• **Given task**: Render every line of the rows below as a JSON array of strings, with one string per line and blank lines omitted.

------ Dataset records

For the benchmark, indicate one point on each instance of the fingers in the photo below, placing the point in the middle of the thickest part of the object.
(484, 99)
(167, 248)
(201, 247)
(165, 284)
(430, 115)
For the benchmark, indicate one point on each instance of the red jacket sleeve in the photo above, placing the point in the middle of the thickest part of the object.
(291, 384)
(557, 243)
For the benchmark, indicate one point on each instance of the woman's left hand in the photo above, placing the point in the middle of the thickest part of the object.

------------

• **Response**:
[
  "For the benchmark, indicate one point on each instance of the fingers in the photo below, placing the point in the middle of the thickest part of the object.",
  "(484, 99)",
  "(167, 248)",
  "(201, 247)",
  "(165, 284)",
  "(430, 115)",
  "For the benchmark, indicate one point on each instance of the red jacket sleeve in the photo above, placing the point in the middle of the thickest part of the object.",
  "(291, 384)",
  "(557, 243)",
  "For the benchmark, indicate one point on each instance of the woman's left hand in the photo above, placing the point in the middle of the thickest part of the object."
]